Experiment results on two biomedical datasets are shown in Table 2. Our DRE-MIR model achieves 76.9 on the CDR dataset, which slightly out performs the DocuNe model by 0.3 . There are three possible reasons: (1) The CDR contains only two types of relations, which indicates that the correlation between relations is weak. (2) The CDR dataset contains very few annotated samples, making it difficult for our model to learn the underlying correlations. (3) The samples in the CDR dataset contain few entities, which leads to a small entity pair matrix and weakens the effectiveness of our MIR task. Although the GDA dataset also has problems (1) and (3), it is a large-scale corpus and contains a large number of samples. Therefore our model achieves 86.4 score on the GDA dataset, which improves 1.1 compared with the DocuNe model. Since the MIR task is a pre-training task in the field of machine vision, more data is required to obtain better performance.

Layer-number Ign
1-Layer 59.83 61.68
2-Layer 60.62 62.75
3-Layer 60.97 62.96
Table 4: Performance of DRE-MIR with different numbers of layers in the inference module on the development set of DocRED.

3.5 Ablation Study

We conducted an ablation experiment to validate the effectiveness of different components of our DRE-MIR model on the development set of the DocRED dataset. The results are listed in Table 3.

The w/o MIR removes the MIR task from our model and only contains the original path in the DRE-MIR model. The w/o MIR achieves an F1 score of 61.35, which outperforms the w/o Inference Model, our base model, by 0.99 . This shows that our inference module has a certain inference ability even without the MIR task. However, the DRE-MIR model without the MIR task (w/o MIR) has a performance drop of 1.61 , which proves that the MIR task can well improve the inference ability of our inference module.

The Only Mask path removes the original path from our model and only contains the Mask path. The Only Mask path is a variant of the DRE-MIR model, and its image reconstruction method is similar to [2]. The Only Mask path leads to a drop of 0.76 in performance, which proves that the original image played a guiding role in the reconstruction process of the masked image to further improve the performance of the model.
*-*-*
**Problems and tasks**:
1. Copy the DRE-MIR results text word for word, starting at "3.5 Ablation Study" and ending at "listed in Table 3.".
2. Answer these questions from the DRE-MIR results text:
(a) What score does the DRE-MIR model reach on the CDR dataset?
(b) What F1 score does the w/o MIR version get?
(c) How big a drop in performance comes from the Only Mask path?

**Raw data**:
*-*-*
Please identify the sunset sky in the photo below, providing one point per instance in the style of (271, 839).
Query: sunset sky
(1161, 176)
*-*-*
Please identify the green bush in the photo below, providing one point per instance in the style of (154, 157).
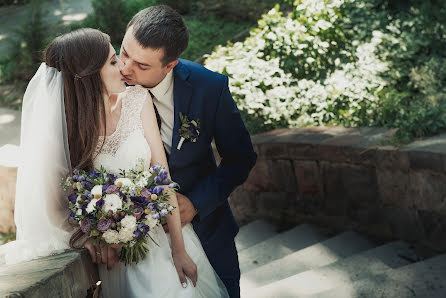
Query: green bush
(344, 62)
*-*-*
**Results**:
1.
3.5 Ablation Study

We conducted an ablation experiment to validate the effectiveness of different components of our DRE-MIR model on the development set of the DocRED dataset. The results are listed in Table 3.

2.
(a) 76.9
(b) 61.35
(c) 0.76